As February is the month of love, I thought it would only be right to blog about my relationship this month.
I have been with my partner for eight and a half years. As I was with my partner four years prior to undergoing my ileostomy surgery, I have not been through the dating process with a stoma, but I wanted to share my experiences of the effect surgery had on our relationship.
Although my body changed a lot physically, emotionally we also went through a lot together.
A year prior to my ileostomy surgery, I was experiencing different symptoms each and every day due to Ulcerative Colitis. I was in constant pain, which led to always feeling frustrated and angry. It brought up feelings of ‘why me?’ or resentment towards others. I would often lash out at my partner as he was the closest person to me.
We were both 18 years old at the time, so I would see him doing and pursuing all the things that a normal 18 year old should be such as going out and socialising, passing his driving test, buying a car and so on. And then there was me who had taken a year out of A-levels and was attending hospital appointments all the time, resulting in me being regularly admitted. I remember he bought a brand new car during this time; he was really excited to show me. Although I was over the moon for him, I sat in his car and burst out crying because I was struggling to pass my driving test myself because I was so unwell.

§ WORK REQUEST
Continue the blog post about the writer's relationship and ileostomy surgery from the point where it ends. The records that follow are separate material and have no connection to the blog post about living with an ileostomy.

§ DATA SHOWN
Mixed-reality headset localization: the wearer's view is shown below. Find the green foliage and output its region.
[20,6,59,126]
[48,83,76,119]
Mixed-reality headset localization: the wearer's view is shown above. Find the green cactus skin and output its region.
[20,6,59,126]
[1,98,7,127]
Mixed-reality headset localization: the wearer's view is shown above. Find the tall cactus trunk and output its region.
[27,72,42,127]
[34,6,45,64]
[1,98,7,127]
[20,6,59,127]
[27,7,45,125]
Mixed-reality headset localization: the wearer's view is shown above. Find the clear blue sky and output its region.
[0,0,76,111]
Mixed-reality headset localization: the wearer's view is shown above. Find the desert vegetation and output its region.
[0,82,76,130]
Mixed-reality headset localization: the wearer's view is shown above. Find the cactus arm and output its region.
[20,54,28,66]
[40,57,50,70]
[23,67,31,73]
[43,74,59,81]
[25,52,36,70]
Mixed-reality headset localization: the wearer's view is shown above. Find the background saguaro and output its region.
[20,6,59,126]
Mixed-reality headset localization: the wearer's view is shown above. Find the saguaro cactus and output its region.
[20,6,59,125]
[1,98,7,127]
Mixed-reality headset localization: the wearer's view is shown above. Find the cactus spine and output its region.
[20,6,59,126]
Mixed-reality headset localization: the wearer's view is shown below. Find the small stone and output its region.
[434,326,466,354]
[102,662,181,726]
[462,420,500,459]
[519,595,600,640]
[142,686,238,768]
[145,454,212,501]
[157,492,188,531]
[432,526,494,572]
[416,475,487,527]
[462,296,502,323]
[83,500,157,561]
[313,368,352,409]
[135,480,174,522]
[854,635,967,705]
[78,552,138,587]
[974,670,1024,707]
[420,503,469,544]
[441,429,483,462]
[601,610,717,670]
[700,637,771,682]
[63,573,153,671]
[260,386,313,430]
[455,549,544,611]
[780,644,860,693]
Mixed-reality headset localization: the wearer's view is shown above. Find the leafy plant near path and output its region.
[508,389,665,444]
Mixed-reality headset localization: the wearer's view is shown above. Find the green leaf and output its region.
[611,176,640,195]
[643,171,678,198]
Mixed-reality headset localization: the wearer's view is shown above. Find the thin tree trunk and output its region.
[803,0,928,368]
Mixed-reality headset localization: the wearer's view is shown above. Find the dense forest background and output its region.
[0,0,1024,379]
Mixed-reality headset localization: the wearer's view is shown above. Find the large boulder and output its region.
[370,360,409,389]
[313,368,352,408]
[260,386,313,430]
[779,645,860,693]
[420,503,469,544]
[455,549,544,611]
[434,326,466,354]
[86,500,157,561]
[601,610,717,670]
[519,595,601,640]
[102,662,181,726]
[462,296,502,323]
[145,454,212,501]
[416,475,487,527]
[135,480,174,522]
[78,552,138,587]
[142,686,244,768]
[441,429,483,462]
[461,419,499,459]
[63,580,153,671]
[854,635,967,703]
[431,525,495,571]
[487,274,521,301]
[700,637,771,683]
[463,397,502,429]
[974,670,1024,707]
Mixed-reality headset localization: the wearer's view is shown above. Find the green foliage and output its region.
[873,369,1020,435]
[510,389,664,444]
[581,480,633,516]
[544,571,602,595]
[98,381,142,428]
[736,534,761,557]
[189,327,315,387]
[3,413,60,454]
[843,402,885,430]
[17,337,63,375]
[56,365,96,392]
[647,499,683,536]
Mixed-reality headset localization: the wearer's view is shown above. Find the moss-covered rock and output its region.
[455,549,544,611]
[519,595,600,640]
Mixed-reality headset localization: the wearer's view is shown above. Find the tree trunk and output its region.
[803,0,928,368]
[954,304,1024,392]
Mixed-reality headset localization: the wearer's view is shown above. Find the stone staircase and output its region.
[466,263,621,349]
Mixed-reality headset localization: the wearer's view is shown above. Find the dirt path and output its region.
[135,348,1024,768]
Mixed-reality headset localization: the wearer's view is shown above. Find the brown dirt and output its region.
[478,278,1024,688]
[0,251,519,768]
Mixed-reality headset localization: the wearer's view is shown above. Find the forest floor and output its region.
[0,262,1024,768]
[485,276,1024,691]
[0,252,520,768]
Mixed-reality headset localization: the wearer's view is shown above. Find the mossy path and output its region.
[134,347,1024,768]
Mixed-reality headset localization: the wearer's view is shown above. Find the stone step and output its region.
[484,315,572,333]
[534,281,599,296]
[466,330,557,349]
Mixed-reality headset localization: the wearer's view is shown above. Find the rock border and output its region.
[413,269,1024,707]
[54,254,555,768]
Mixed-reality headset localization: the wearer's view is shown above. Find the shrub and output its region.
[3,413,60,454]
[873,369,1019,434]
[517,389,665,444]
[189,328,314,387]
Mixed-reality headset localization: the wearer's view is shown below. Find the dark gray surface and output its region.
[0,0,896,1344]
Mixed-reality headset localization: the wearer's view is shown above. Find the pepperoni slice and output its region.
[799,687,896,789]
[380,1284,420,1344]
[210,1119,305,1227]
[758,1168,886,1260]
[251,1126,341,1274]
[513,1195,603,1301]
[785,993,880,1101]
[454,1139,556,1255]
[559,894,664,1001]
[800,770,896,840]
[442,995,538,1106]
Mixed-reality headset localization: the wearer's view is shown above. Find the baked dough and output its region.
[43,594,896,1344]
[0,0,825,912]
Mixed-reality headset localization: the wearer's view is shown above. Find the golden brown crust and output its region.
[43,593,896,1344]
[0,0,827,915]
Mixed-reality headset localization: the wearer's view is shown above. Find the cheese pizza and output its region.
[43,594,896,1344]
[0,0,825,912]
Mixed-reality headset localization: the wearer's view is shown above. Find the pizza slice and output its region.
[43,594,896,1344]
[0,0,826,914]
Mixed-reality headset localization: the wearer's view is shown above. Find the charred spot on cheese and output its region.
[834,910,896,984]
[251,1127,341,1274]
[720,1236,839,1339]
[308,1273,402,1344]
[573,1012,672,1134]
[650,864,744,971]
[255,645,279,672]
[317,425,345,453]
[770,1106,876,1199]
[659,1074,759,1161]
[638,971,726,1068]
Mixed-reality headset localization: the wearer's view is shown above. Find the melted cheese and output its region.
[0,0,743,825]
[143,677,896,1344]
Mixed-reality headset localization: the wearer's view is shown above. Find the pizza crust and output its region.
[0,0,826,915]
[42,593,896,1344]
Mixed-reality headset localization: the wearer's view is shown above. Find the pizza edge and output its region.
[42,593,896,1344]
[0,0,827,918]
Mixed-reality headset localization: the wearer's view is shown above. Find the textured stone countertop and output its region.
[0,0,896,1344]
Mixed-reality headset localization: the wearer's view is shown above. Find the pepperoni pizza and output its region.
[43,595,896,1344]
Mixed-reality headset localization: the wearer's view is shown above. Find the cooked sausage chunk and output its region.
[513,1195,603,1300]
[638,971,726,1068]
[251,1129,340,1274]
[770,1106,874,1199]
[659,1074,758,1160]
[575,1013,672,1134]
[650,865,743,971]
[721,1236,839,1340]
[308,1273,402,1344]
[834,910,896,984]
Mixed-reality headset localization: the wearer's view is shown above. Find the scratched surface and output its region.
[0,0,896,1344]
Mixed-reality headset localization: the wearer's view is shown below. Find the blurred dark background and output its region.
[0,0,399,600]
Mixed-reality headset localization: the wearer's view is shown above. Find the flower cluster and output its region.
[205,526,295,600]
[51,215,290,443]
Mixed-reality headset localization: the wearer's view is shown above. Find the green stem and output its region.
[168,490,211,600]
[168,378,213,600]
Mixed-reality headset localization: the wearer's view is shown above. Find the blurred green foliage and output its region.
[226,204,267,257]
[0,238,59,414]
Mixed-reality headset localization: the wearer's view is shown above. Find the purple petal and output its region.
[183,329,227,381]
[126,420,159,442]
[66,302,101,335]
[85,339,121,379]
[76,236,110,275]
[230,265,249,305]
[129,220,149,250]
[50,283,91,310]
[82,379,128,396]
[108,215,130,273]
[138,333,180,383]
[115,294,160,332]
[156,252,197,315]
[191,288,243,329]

§ YOUR RESPONSE
Our date nights consisted of him taking me to A&E, waiting hours and hours with me, and then coming to visit me twice a day at the hospital every time I was admitted.
The times I wasn’t in hospital he would plan to take me out to try and lift my mood due to constantly being down. However these outings never went to plan as I was always rushing to the toilets, crying because I was in so much pain, and even having to come back home straight away because I wet myself in public!
I started feeling like I was putting an emotional strain on our relationship and like I was some sort of a burden to him. However, he ALWAYS supported me and reassured me he wasn’t going to ever go anywhere, and always told me that things would get better.
Fast forward a (very difficult) year, when I had woken up after my ileostomy surgery.
This time I was worrying about what he would think of my body physically. Will he accept my body for what it looks like now? Will he still find me attractive? Will he leave me?
Whilst I was in hospital post-operation, it took me a while to show him my ileostomy bag along with these thick staples down my stomach. When I eventually came round to showing him he replied, “Is that it? The bag doesn’t bother me at all. I love it because it has saved your life.”
At first, I didn’t believe him when he said things like he “loves” my bag. I thought he just said the reassuring and positive things to make me feel better and to show that he accepts it. Even years on it became repetitive and I would ask him the same questions time and time again about how he sees me physically.
Over the years I started to realise that the things he was saying to me were true, especially when he would care for my ileostomy bag.
He has helped me change my bag a number of times and has assisted me with leaks.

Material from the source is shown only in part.